Items listed in a dataset:
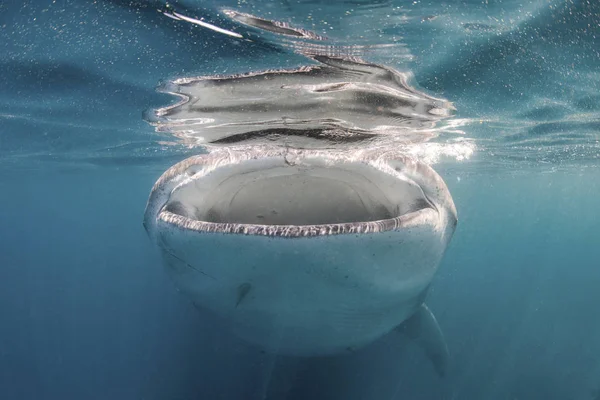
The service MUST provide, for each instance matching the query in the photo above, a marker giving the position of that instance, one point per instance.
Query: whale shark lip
(287, 193)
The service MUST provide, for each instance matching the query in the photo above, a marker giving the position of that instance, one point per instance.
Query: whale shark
(306, 252)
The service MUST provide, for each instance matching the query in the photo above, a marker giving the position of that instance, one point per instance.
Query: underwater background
(86, 308)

Exercise objective :: Give the data again exactly as it stands, apart from the pictures.

Exercise result ::
The service MUST provide, for each instance matching the query in the photo above, a marker giving the position of that instance, one point per instance.
Query: whale shark lip
(287, 193)
The service MUST provide, for each instance matching the query in the photo above, a marker giving the position of that instance, one point per instance.
Query: whale shark
(306, 252)
The service MUST provide, for each instance matching the query in the photo above, a marker giving the position of that instance, one point per instance.
Query: underwater background
(86, 308)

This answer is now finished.